THE REQUEST: Locate every line in the material below that contains the word "moose", and copy each such line in full.

EXTRACTED INFORMATION:

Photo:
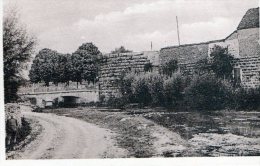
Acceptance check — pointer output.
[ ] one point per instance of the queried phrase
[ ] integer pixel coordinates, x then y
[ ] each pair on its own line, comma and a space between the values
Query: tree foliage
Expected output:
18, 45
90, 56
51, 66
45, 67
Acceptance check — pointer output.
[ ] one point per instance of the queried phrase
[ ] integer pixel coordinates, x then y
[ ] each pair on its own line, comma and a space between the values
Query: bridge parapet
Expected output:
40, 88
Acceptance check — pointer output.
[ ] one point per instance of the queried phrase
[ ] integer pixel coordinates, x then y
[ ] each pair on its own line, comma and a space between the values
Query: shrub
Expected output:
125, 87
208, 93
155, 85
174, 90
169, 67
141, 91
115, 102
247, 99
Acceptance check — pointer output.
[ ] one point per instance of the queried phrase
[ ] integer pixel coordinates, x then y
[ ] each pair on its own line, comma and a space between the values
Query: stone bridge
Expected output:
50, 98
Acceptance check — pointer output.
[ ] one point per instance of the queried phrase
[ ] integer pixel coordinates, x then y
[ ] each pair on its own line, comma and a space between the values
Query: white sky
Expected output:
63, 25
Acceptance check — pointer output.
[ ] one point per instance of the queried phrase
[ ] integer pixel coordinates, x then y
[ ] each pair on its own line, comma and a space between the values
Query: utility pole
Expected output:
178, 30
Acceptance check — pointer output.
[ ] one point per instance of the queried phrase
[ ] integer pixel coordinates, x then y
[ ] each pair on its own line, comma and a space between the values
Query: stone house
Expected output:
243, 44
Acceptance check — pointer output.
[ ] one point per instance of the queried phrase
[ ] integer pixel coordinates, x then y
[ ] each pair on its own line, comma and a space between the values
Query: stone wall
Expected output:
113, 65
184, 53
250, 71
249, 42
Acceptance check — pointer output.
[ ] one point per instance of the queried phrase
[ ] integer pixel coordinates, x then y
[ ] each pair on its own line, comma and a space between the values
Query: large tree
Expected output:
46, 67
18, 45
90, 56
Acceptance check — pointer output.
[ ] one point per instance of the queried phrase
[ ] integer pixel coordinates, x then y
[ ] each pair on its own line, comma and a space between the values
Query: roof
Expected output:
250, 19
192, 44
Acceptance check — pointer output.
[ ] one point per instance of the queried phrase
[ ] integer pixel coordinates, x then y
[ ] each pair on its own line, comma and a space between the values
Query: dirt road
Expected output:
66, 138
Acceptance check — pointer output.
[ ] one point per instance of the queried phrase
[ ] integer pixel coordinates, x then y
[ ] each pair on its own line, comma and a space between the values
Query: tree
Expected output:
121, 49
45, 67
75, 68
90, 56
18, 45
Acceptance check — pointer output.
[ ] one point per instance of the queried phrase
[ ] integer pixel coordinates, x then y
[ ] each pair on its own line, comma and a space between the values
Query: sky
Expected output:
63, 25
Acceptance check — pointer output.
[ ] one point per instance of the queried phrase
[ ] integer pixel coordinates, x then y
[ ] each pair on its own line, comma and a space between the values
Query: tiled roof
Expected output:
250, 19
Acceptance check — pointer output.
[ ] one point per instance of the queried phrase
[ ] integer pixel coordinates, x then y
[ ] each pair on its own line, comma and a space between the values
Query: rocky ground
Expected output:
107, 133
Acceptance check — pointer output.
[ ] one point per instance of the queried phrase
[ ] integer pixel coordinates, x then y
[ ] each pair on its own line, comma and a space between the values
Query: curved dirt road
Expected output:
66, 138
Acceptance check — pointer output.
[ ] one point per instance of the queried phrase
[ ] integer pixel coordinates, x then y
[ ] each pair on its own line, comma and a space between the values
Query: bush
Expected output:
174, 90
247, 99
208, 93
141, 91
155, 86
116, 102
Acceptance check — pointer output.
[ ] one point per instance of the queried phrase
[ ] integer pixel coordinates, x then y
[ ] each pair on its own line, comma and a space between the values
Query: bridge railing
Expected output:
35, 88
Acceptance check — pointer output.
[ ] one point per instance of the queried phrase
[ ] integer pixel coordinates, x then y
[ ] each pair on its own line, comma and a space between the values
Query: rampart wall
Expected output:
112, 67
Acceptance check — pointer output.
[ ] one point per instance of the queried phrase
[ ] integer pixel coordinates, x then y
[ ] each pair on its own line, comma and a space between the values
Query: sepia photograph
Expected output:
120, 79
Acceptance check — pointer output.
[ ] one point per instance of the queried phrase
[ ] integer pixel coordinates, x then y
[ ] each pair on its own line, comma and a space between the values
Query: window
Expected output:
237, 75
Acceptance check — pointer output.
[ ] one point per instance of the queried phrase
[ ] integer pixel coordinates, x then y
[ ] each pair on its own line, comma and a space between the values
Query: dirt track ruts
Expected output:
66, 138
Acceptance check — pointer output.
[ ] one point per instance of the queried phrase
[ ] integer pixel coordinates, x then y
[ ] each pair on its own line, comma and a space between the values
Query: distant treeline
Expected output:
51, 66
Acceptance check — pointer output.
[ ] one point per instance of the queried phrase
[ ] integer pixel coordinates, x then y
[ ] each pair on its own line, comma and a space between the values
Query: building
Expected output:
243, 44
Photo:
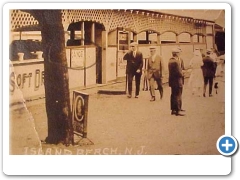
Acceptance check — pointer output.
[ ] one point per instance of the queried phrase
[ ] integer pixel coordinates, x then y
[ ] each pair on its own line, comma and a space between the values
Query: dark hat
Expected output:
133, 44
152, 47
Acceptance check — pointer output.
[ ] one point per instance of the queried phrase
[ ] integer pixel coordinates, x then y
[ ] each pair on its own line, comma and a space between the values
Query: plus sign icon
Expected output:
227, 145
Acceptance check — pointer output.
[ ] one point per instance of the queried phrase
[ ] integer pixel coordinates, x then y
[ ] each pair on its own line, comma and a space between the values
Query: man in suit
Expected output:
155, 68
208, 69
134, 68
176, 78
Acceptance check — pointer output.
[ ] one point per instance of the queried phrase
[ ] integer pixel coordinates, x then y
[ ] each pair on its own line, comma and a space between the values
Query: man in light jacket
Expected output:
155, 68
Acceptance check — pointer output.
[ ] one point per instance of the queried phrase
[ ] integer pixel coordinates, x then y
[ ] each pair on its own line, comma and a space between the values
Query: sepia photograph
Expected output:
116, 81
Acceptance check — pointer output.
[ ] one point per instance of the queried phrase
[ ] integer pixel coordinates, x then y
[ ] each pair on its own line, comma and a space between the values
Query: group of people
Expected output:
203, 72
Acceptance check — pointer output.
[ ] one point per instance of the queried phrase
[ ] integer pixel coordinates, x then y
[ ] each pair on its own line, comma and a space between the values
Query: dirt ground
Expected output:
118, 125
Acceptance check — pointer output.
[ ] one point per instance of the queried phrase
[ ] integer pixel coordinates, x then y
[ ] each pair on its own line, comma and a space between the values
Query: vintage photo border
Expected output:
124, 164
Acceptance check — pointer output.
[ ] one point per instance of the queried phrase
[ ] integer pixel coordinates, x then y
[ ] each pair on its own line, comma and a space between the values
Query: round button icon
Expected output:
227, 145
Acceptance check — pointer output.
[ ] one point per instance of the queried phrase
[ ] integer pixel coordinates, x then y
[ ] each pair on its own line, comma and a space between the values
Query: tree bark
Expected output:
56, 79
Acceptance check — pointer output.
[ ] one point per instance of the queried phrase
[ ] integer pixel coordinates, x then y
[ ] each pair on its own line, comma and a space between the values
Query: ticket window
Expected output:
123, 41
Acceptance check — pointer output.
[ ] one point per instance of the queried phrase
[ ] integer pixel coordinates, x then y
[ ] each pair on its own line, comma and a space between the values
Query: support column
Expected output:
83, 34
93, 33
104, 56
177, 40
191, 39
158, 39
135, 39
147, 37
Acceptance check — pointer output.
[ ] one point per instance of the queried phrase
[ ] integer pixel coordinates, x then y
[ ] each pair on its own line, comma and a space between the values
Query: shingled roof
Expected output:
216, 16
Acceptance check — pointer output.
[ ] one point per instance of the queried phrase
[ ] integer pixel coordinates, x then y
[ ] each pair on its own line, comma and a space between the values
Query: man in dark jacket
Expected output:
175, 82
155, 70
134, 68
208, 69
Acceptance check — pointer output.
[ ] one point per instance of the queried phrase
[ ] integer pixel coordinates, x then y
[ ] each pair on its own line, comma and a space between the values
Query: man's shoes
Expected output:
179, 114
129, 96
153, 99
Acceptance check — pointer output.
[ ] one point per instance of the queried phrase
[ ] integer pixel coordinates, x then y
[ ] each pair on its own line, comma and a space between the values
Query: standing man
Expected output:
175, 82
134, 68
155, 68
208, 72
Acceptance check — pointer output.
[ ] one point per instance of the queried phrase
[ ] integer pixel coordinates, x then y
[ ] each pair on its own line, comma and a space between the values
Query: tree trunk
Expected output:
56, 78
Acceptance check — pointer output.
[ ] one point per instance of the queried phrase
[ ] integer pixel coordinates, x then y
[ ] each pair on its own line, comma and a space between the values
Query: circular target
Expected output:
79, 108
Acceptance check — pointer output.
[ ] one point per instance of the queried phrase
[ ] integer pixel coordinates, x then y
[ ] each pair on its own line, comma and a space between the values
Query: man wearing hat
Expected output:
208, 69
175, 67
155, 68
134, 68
...
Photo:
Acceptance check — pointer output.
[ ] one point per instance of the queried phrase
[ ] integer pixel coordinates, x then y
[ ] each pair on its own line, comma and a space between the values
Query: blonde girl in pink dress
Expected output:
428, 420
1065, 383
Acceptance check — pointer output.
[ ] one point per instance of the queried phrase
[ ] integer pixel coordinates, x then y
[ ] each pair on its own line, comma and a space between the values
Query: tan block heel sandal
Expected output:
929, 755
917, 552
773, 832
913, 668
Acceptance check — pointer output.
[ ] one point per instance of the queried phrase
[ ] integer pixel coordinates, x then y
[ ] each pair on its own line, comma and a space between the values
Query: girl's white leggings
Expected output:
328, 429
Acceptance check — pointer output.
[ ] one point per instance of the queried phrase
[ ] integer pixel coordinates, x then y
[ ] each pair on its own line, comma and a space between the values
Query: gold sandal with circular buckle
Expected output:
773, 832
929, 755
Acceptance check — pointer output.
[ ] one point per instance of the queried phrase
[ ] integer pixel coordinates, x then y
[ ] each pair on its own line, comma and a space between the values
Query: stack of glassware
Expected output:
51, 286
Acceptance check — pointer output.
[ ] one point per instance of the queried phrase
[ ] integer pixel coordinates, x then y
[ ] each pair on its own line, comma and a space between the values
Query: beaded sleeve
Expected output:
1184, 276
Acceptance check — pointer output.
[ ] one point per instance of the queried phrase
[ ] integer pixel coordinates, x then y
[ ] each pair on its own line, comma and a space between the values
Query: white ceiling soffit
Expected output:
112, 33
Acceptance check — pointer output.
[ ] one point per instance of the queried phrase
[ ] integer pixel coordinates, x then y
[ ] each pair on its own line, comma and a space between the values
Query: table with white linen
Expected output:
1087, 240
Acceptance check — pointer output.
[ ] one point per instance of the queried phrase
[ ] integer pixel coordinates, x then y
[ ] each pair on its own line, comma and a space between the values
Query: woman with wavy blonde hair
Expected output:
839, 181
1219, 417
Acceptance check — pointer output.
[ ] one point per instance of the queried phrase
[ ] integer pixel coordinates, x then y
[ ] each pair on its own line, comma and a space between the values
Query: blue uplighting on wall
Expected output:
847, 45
==
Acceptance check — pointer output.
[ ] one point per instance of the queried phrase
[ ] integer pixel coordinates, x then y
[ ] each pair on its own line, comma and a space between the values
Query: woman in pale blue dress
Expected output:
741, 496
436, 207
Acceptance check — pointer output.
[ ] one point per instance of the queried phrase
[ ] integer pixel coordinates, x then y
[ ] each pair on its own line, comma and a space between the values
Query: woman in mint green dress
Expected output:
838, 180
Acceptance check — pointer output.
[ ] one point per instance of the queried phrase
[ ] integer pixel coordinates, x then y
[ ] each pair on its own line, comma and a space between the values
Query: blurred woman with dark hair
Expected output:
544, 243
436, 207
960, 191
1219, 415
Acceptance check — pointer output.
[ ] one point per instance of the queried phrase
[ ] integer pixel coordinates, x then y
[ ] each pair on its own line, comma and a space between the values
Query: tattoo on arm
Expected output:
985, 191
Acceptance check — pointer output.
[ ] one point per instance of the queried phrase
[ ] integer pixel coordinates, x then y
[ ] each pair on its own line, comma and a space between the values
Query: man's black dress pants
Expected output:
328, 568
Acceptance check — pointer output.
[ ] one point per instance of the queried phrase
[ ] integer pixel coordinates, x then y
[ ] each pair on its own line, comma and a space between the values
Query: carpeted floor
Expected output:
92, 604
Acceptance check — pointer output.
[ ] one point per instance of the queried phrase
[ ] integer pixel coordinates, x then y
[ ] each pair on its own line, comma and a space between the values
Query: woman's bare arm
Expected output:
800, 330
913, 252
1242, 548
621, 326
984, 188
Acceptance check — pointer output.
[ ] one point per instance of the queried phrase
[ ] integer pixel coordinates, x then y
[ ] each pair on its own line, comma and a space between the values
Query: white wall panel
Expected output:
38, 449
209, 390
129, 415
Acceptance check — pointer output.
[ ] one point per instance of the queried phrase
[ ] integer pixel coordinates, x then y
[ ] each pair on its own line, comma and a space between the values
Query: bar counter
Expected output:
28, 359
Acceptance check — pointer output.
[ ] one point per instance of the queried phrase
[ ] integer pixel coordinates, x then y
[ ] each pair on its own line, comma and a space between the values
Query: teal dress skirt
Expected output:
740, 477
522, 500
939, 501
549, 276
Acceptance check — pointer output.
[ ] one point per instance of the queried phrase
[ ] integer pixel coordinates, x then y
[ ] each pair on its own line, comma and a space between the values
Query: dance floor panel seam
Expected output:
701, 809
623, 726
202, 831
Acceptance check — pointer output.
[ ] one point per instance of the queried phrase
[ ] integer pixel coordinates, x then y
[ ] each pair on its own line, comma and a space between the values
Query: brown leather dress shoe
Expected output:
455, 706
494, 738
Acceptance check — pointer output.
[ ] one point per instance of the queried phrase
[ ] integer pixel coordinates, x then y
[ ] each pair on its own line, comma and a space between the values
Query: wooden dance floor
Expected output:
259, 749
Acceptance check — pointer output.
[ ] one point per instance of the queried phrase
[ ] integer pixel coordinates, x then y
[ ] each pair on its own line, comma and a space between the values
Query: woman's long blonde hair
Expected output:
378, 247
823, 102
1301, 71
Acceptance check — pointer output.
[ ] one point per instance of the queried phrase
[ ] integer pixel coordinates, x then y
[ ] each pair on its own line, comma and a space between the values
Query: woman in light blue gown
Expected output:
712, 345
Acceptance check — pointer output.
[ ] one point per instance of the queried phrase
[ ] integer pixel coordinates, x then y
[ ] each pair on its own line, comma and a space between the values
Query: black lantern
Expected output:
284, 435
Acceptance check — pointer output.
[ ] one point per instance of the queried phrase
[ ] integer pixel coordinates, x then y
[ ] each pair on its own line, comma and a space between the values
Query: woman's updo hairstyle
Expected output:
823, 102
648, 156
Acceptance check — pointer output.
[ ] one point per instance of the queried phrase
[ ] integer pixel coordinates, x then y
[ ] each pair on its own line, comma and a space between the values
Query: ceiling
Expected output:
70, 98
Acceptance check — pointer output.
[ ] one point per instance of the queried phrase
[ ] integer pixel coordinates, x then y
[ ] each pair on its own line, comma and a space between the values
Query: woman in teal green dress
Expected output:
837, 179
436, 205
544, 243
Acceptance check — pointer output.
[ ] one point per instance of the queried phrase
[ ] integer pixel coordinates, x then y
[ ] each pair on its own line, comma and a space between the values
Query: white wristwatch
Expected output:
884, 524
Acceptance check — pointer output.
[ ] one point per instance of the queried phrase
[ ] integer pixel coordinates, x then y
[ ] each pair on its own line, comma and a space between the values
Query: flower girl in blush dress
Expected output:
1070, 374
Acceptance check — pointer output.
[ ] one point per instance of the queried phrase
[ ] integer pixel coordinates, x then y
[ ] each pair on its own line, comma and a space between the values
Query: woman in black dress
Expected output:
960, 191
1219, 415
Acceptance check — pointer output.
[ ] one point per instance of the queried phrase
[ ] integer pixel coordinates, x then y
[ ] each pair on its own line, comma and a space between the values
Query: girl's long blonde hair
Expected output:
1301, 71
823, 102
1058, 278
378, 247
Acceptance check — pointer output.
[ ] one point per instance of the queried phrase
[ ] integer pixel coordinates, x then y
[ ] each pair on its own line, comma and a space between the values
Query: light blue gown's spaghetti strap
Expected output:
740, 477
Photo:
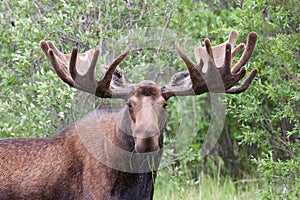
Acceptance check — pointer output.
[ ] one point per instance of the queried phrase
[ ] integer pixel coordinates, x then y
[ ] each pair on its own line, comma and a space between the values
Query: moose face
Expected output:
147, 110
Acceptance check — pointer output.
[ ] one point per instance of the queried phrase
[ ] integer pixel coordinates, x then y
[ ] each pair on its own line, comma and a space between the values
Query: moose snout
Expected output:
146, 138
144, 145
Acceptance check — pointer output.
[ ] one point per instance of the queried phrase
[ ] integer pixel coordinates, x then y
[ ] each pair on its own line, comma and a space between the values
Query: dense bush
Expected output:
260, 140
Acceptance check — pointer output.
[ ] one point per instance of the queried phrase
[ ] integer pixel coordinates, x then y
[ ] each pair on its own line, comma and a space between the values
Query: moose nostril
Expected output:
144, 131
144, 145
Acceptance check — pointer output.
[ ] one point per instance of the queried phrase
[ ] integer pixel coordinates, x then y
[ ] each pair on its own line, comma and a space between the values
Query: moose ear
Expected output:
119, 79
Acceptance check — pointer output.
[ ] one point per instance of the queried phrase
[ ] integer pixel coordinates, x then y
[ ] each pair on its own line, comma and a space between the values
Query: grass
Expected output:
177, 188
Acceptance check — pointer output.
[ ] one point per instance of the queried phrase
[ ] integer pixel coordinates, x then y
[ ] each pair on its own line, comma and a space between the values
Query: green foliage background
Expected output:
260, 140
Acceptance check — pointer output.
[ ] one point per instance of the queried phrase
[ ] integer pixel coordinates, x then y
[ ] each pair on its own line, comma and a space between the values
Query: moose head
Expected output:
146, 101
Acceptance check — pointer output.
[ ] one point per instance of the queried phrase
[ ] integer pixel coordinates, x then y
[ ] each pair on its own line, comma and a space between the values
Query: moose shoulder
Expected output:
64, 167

RESULT BELOW:
Query: moose face
Query: moose snout
Query: moose nostril
Query: moose ear
Query: moose head
Query: moose shoulder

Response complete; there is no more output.